:: Input ::

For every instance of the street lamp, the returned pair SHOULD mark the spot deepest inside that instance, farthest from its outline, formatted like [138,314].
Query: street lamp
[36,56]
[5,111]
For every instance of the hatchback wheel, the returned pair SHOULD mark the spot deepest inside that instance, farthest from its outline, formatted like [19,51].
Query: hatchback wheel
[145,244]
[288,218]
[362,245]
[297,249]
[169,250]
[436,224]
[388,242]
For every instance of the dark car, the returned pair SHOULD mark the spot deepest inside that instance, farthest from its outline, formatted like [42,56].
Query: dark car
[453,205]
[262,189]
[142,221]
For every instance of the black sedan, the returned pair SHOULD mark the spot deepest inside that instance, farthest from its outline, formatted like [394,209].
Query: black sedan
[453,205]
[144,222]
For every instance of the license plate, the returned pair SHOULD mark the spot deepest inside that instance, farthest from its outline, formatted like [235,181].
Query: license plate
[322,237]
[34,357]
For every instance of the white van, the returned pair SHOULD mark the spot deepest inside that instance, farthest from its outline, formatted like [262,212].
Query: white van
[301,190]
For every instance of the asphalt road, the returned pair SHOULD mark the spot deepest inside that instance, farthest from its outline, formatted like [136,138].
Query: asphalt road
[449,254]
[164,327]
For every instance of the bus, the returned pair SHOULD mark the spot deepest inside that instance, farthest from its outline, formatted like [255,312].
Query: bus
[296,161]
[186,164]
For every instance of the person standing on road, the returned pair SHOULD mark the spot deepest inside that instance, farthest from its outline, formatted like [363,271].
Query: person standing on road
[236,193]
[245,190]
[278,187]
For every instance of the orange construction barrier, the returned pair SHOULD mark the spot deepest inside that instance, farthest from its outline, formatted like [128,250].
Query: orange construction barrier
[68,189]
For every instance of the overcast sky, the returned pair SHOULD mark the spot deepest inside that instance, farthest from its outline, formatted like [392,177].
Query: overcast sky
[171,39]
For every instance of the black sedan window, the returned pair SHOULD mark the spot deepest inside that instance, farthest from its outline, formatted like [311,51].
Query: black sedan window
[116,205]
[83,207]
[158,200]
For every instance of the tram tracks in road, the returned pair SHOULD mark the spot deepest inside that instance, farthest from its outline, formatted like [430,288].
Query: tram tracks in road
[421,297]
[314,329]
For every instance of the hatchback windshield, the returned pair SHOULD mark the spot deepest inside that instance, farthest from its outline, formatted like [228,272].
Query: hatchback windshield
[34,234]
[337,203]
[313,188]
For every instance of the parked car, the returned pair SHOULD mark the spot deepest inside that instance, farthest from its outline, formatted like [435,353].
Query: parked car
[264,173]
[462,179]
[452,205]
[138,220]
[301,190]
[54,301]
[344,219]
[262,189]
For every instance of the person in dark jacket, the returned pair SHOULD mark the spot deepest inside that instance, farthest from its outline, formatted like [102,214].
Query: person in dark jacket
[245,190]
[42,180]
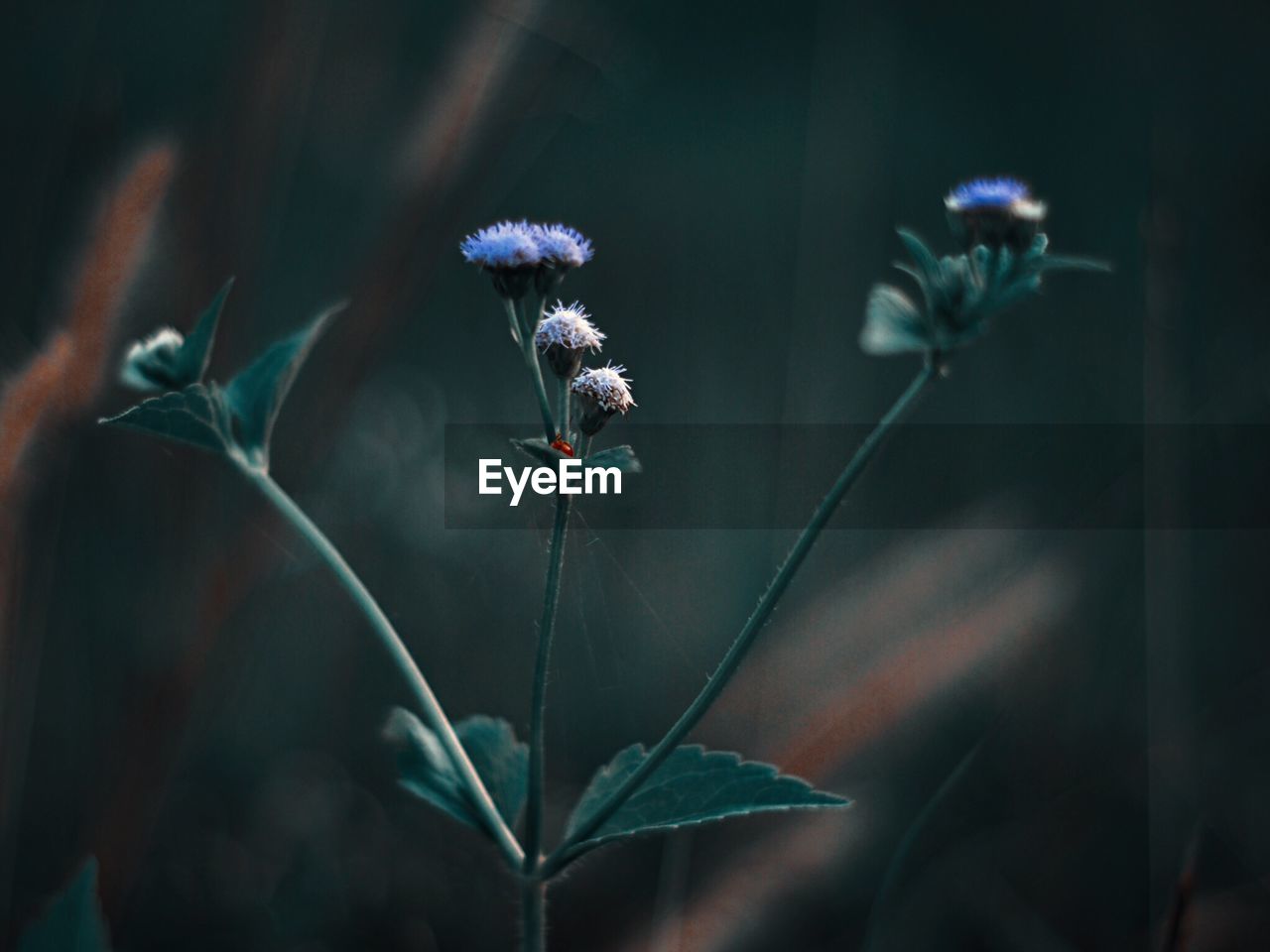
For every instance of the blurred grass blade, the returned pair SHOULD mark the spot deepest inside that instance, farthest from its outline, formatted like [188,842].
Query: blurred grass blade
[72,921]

:::

**Exercise objective**
Although the records contain pictures, the output must hold only their exact wording.

**Output for this task**
For every instance of the street lamp, the returned pair SHOULD mark the spot deepest inside that instance, farthest from its outline, formatted like [138,314].
Query: street lamp
[36,56]
[5,111]
For every instance of the hatchback wheel, the returned pair SHOULD mark the spot deepest inside that instance, farthest from its outline, formatted like [19,51].
Query: hatchback wheel
[145,244]
[288,218]
[362,245]
[297,249]
[169,250]
[436,224]
[388,242]
For every instance of the dark car, the returned pair SHOULD mark the spot deepest inside that instance, farthest from its outline, formatted like [42,56].
Query: dark car
[453,205]
[262,189]
[142,221]
For every instance of the black sedan, the returned pair SHOULD mark the spot deepest inside that instance, farthest from its outline, formatted like [394,209].
Query: black sedan
[453,205]
[144,222]
For every instance of the license plate, the returned pair SHOULD mark the spot deepest inside that instance, farthest from its outline, formatted like [235,181].
Query: license plate
[322,237]
[34,357]
For every instance of the white van, the returned pair SHOULD mark the spot deepest inside that instance, farthest from its outline, formatted like [262,212].
Query: white van
[301,190]
For every instance of the asphalt road, the returned pair SHOULD mark the spot deepest inside that instance, farthest from its outline, formatted like [136,138].
Query: asphalt road
[449,254]
[164,327]
For every instance of the bus, the returned pair SHOULD mark the spot deepest inside that instance, farthest from its outline, formatted like [255,312].
Query: bus
[296,161]
[186,164]
For every instance of the person standing on road, the returned pair SHOULD mark the spot deepest inside that instance, farthest from its outline, formatted like [363,271].
Query: person standing on road
[236,193]
[245,190]
[278,187]
For every instance of the orange construction barrier, the returned pair SHOULD mark the spot deepest inside that instance, farthest from its outline, formatted like [128,250].
Query: orange construction barrier
[68,189]
For every instance of the overcast sky, the returned pair SHOULD mark the spot deepest inside that instance, farthest from its outline, formatted like [392,177].
Query: overcast sky
[171,39]
For every instance of the black sedan window, the returned pair SHOULD mark the spot deepest inside that instance, farthest from its outline, formatted like [311,51].
Query: black sedan window
[116,205]
[83,207]
[158,200]
For every instance of the tram tracks in road, the returned pair SHOULD mark the spot deepest inside that instance, farthest from its outline, formatted like [430,288].
Query: tram tracks in road
[421,297]
[314,329]
For every instance of the hatchback windshield, the returned pair SHOULD mark the spot deepest inside that instance, farthest from its outline, formatted like [228,272].
Query: hatchback windshield
[34,234]
[337,203]
[313,188]
For every instance of the parked car, the returned pair SHOULD mark the spot deepest inside that instance, farthest from its outline, formatted like [435,353].
Query: parked car
[264,173]
[462,179]
[452,205]
[138,220]
[301,190]
[54,301]
[344,219]
[262,189]
For every instance of the person in dark jacket, the returned pair SHOULD mark the spot deepest inside that instance, farthest from its outline, formatted like [102,214].
Query: person in dark jacket
[245,190]
[42,180]
For every instance of the blurred grass blade, the returned pair SHOULD mark the spot deepest inside that instance, farthest from its outline, formatted like [188,842].
Query: blurred grass blade
[72,921]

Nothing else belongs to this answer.